— TASK DETAILS —
Your answer is a copy of every line in the records where "planter" appears.

*** SOURCE MATERIAL ***

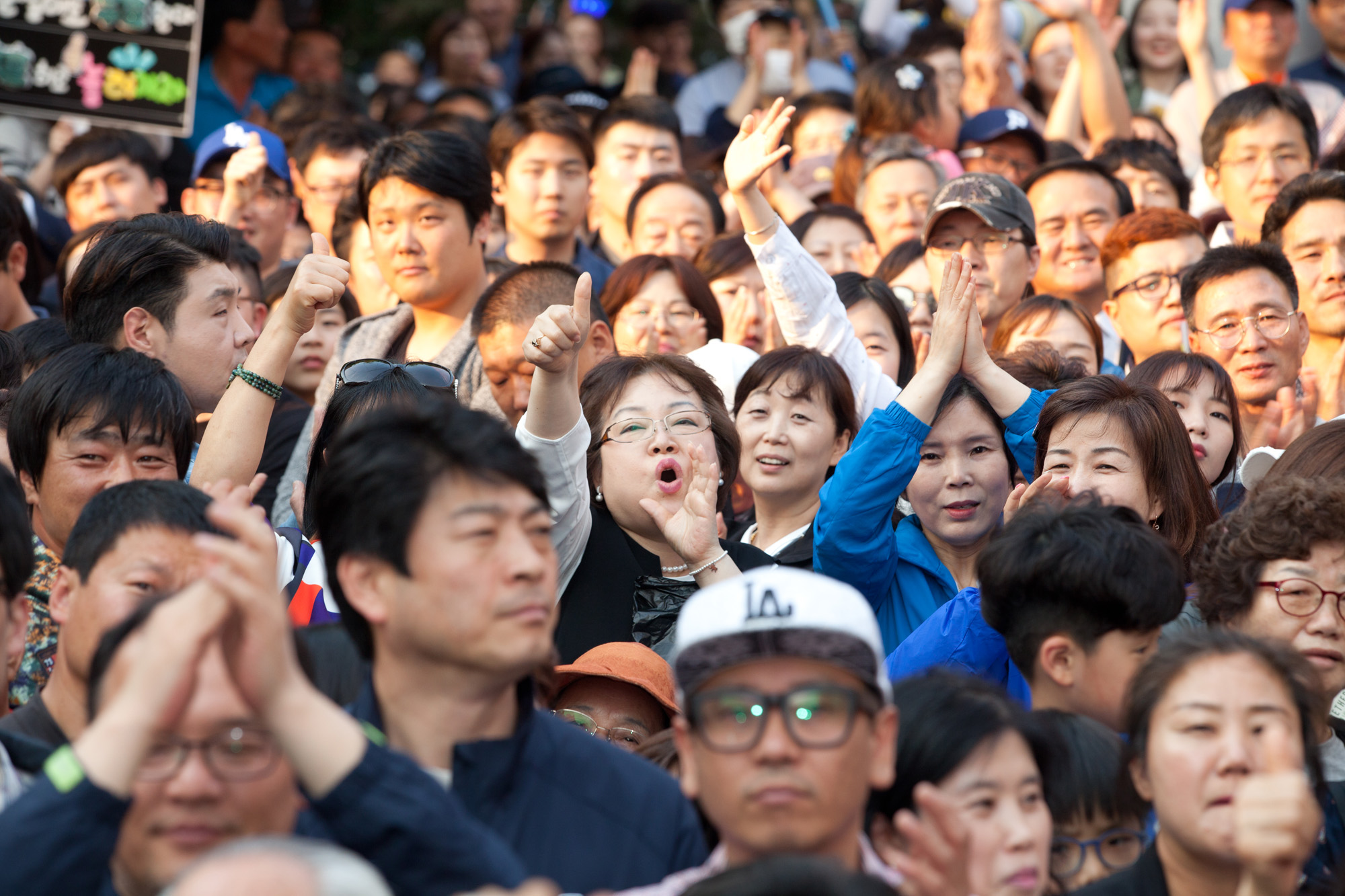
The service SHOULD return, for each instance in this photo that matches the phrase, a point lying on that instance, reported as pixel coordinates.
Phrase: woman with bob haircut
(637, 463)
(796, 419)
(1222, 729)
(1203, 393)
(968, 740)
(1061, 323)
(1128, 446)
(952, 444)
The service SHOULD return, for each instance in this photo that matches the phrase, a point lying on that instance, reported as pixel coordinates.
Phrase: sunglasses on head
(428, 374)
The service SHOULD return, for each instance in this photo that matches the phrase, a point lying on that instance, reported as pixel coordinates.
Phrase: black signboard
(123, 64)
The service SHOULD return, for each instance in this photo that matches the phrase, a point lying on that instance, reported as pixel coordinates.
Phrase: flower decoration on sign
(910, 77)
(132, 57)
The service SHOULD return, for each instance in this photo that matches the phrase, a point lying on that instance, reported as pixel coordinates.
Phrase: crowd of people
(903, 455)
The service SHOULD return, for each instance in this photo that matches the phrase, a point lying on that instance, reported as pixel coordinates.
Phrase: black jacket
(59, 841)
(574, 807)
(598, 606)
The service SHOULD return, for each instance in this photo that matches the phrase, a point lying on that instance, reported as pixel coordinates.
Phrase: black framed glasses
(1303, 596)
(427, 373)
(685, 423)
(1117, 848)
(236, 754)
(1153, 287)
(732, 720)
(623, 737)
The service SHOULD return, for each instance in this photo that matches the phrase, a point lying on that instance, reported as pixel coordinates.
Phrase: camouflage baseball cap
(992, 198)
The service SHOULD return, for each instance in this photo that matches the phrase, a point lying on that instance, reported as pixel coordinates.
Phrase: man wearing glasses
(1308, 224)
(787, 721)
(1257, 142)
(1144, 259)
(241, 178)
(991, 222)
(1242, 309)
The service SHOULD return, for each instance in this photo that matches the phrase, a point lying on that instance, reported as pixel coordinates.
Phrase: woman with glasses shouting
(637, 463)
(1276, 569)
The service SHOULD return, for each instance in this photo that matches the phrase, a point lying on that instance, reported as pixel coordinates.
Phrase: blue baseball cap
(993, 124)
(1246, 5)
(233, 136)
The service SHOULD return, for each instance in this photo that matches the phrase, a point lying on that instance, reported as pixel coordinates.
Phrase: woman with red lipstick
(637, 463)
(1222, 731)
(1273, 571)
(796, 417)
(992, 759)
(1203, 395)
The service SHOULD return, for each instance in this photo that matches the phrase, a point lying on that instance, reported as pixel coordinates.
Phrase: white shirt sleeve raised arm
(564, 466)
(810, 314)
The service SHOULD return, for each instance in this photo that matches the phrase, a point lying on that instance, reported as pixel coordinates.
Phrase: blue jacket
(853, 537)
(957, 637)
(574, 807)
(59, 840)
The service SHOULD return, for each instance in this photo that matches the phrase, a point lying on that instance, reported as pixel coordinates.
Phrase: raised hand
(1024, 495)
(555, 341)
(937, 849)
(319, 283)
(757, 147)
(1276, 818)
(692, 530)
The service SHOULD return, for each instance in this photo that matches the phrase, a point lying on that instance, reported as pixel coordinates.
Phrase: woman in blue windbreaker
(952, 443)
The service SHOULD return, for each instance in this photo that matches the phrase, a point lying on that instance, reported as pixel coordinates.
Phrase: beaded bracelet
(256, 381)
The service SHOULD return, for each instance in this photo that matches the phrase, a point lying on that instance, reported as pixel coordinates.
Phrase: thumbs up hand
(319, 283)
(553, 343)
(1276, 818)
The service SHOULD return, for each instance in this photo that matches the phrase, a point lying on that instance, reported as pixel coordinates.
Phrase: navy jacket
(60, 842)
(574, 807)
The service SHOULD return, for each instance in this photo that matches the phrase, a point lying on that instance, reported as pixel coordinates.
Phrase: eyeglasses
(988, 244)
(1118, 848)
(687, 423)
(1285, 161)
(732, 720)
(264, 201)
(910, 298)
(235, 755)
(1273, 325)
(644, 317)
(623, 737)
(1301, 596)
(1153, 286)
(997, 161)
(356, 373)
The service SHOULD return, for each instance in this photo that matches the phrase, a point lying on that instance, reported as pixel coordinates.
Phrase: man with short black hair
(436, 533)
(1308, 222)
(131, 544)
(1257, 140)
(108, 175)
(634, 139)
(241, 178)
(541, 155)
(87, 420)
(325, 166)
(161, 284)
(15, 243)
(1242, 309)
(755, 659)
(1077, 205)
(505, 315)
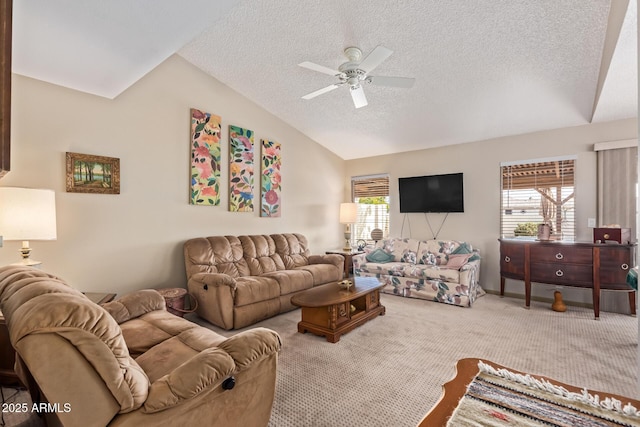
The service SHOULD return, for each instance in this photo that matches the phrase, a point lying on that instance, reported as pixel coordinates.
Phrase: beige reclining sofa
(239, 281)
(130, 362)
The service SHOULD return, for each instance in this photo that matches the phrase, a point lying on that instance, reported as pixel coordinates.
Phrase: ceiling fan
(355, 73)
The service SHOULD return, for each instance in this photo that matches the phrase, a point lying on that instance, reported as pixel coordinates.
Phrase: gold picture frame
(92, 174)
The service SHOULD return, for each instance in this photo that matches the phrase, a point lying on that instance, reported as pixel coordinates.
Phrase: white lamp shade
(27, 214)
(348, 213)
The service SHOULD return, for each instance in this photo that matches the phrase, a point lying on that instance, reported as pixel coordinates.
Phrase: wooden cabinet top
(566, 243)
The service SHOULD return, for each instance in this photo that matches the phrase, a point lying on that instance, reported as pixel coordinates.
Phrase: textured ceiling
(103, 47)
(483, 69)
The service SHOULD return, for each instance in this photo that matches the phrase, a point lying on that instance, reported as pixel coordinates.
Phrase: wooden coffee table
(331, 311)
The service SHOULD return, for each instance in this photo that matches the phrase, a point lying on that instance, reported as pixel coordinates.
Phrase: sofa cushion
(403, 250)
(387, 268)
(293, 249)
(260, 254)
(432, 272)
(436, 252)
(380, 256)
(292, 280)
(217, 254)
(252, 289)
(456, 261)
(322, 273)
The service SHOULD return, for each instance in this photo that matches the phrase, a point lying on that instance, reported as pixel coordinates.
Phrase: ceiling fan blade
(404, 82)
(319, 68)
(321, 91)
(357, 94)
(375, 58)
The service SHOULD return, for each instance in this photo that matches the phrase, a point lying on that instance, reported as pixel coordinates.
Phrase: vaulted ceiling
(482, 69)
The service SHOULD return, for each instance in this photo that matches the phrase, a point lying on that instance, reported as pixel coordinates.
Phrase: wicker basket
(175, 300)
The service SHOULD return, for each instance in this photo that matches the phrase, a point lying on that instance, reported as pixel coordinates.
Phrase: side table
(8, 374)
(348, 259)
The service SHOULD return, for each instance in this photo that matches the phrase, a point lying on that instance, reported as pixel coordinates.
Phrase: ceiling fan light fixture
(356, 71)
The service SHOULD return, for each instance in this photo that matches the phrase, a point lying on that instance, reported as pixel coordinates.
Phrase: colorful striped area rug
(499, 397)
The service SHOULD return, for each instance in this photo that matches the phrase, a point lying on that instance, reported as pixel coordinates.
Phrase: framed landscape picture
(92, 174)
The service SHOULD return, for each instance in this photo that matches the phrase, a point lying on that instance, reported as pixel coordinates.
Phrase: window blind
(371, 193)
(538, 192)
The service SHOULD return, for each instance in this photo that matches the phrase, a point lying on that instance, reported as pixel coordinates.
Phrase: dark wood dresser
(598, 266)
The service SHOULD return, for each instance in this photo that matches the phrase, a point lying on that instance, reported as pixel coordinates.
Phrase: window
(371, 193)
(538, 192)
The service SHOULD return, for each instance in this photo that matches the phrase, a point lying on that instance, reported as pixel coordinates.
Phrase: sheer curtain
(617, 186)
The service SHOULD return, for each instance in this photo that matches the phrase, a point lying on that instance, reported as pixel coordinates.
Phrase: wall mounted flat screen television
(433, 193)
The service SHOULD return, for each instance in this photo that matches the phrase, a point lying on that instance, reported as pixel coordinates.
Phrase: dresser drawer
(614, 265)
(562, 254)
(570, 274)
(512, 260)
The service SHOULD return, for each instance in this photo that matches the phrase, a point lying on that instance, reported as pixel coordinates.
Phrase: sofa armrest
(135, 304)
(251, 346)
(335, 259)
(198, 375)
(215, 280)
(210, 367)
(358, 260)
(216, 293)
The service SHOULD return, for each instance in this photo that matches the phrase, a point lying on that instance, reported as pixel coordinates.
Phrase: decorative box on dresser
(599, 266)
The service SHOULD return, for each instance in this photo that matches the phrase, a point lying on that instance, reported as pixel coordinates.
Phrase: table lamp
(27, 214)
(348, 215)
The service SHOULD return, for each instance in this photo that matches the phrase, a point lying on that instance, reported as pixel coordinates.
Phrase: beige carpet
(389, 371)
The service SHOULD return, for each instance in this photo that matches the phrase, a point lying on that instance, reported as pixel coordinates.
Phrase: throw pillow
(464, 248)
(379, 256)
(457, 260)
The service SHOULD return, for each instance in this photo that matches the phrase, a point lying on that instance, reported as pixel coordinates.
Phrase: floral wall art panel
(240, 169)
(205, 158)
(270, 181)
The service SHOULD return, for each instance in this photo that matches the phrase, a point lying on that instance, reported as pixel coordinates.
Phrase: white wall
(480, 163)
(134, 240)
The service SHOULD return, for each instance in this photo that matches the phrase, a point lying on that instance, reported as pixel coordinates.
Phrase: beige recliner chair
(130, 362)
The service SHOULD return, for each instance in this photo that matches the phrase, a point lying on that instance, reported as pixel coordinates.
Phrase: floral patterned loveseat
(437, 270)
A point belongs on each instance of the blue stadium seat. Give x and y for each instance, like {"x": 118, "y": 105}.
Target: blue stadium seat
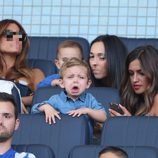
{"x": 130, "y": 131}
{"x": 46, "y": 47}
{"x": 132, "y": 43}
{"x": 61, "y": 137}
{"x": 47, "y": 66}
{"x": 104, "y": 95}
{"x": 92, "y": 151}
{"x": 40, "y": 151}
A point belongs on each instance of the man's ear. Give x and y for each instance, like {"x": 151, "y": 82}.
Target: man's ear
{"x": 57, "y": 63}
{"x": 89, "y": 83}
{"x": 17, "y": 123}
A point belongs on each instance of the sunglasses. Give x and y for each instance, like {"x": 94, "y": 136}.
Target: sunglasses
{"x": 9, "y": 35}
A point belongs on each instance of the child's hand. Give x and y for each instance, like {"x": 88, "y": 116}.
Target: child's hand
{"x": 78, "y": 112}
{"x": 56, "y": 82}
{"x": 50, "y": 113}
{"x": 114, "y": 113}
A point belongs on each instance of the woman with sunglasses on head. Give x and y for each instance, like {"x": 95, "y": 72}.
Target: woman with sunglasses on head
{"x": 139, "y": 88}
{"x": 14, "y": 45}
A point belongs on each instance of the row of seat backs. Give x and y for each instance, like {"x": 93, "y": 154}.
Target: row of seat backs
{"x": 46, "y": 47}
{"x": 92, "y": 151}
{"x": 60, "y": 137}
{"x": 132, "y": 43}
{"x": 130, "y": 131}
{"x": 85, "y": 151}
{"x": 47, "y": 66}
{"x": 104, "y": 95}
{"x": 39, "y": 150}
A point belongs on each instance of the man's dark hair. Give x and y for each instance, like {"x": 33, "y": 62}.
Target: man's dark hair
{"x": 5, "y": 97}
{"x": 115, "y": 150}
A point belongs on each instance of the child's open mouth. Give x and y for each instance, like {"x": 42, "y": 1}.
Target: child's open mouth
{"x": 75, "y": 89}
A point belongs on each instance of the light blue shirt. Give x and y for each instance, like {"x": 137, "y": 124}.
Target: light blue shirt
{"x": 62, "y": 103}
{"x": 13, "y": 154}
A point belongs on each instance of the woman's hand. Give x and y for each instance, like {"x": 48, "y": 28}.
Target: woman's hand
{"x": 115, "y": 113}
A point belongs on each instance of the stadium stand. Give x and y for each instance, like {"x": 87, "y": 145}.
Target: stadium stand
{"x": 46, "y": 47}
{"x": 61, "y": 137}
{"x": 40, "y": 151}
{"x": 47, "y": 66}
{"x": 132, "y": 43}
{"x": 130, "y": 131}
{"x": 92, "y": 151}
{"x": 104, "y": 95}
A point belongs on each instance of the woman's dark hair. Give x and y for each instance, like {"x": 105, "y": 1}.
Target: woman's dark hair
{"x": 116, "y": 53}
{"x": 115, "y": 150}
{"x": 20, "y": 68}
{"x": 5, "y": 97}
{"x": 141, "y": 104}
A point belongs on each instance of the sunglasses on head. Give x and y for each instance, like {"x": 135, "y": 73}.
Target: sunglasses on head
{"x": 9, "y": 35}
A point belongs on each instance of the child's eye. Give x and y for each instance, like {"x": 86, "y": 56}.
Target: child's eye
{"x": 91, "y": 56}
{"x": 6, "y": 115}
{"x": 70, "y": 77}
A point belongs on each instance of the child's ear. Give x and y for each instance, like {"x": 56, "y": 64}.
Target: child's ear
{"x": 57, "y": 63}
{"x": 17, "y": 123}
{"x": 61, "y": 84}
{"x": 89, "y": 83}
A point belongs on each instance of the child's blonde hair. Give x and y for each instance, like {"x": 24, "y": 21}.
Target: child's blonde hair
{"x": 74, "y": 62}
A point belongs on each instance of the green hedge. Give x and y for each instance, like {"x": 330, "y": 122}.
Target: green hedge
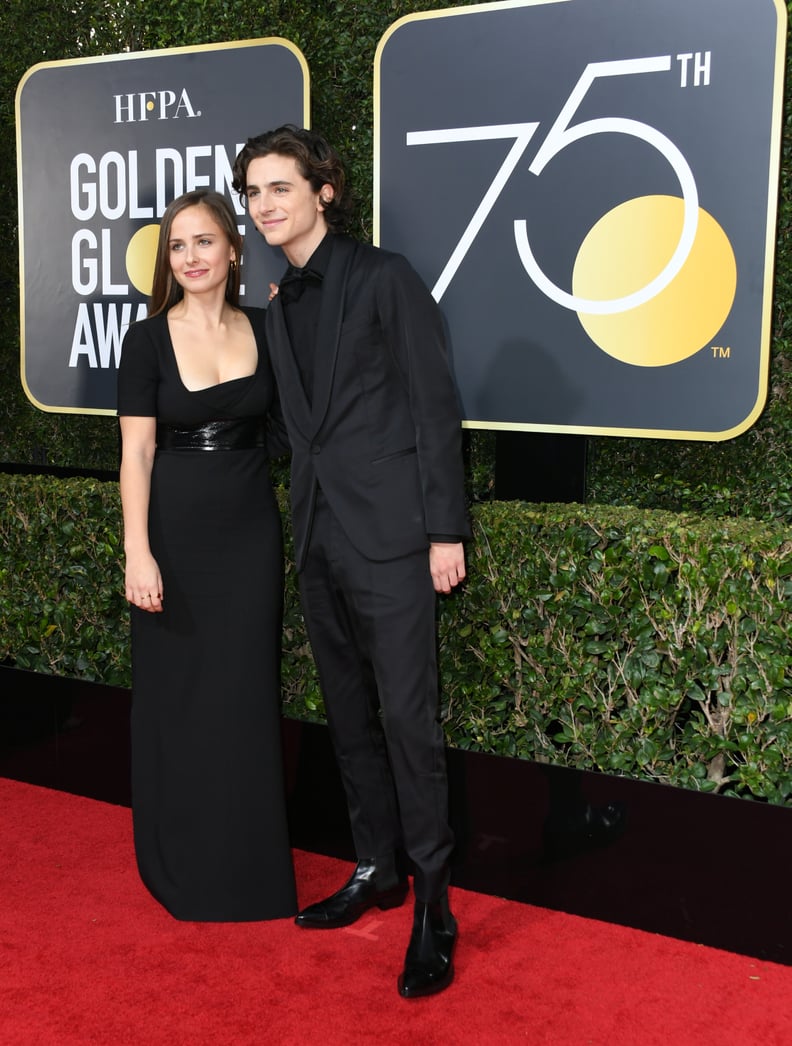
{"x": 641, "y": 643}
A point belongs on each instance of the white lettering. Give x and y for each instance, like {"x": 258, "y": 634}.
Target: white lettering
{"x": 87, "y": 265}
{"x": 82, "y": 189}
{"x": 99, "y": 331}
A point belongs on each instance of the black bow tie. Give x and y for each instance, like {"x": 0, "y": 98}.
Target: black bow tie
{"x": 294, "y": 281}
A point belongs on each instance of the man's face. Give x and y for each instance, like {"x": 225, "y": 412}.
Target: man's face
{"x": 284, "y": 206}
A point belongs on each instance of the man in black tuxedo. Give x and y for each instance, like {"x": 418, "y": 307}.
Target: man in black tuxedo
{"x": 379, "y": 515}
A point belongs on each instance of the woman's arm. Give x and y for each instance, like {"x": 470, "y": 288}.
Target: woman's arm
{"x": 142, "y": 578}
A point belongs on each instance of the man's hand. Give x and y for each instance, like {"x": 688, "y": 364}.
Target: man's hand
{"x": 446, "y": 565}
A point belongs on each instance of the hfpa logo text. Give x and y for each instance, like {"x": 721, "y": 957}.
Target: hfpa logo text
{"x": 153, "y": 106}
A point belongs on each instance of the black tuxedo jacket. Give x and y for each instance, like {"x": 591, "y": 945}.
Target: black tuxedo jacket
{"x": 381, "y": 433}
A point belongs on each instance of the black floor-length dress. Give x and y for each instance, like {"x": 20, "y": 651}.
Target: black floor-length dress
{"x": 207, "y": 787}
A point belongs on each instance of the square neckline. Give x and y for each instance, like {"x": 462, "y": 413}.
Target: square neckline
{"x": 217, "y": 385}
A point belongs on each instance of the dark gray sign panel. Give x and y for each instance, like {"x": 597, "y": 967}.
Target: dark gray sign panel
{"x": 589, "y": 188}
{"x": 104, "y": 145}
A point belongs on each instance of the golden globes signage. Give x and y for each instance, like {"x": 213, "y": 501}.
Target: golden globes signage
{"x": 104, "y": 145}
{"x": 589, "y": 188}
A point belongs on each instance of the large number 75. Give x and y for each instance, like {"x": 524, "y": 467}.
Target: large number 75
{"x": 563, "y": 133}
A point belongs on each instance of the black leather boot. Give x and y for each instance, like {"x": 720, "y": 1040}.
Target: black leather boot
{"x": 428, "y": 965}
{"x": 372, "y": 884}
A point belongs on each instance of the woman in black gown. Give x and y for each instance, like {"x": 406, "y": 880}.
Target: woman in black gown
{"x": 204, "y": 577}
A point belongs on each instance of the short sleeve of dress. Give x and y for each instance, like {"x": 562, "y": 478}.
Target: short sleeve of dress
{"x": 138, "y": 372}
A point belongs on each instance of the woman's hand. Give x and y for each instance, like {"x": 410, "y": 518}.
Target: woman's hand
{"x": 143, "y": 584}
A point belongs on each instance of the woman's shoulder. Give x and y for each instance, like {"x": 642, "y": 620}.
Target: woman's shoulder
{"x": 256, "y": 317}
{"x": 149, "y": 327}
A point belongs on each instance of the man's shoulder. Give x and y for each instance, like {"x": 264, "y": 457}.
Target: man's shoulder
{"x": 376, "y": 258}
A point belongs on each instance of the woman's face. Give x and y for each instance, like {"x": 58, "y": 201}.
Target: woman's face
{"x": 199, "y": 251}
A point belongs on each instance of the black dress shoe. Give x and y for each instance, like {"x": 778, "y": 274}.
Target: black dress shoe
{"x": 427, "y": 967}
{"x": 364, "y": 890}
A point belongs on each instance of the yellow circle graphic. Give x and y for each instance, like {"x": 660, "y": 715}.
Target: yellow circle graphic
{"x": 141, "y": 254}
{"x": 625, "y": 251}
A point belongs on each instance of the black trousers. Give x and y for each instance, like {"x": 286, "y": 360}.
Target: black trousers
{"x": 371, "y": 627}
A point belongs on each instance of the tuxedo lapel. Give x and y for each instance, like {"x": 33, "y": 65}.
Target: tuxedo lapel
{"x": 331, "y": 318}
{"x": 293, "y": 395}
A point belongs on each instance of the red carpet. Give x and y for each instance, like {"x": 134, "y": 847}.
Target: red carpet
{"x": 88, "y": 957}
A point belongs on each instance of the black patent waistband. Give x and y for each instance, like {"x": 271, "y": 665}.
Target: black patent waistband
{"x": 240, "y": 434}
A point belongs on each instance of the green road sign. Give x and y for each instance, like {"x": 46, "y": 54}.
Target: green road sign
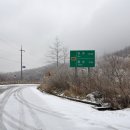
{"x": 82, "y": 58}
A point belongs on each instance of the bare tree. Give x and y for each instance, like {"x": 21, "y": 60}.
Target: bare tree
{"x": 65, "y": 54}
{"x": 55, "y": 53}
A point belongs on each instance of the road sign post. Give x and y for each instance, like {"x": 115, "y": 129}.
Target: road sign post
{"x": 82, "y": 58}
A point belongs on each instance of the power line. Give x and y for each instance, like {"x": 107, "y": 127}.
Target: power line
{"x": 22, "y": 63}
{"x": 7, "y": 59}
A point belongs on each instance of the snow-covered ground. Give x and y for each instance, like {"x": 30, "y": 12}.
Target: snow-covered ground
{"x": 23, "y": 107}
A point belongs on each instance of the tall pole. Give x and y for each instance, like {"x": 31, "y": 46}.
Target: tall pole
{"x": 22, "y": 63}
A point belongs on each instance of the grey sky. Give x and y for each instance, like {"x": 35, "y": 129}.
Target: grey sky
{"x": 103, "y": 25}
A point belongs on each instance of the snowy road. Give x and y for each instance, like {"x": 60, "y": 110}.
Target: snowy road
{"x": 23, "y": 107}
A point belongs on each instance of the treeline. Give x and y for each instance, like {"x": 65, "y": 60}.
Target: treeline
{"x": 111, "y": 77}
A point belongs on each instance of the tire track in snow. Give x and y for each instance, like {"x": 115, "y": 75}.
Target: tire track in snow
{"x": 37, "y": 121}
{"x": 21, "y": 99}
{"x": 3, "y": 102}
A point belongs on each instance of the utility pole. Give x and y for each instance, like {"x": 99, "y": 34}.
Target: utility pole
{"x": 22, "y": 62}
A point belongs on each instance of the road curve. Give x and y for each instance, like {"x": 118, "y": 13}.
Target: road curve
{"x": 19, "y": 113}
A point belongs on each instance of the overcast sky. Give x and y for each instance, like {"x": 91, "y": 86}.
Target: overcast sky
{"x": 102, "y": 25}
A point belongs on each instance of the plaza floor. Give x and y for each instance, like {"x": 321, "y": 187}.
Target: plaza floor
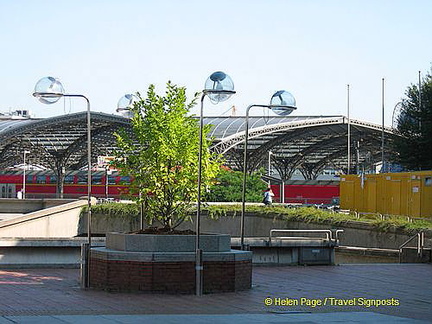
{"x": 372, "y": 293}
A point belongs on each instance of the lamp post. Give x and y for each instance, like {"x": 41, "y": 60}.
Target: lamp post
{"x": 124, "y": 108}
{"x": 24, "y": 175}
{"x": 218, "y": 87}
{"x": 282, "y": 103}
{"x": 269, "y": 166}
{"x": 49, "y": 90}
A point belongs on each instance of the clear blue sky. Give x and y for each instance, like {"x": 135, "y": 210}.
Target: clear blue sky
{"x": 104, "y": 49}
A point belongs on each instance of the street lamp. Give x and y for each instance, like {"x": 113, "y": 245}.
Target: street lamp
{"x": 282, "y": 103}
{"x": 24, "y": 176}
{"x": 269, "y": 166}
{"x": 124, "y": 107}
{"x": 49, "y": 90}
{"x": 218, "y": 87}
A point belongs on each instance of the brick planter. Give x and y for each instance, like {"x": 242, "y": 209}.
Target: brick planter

*** End of SOURCE MATERIAL ***

— ANSWER FOR THIS EXERCISE —
A point belongs on each instance of the brick planter. Give x and y for each instance, like {"x": 242, "y": 209}.
Target: brick planter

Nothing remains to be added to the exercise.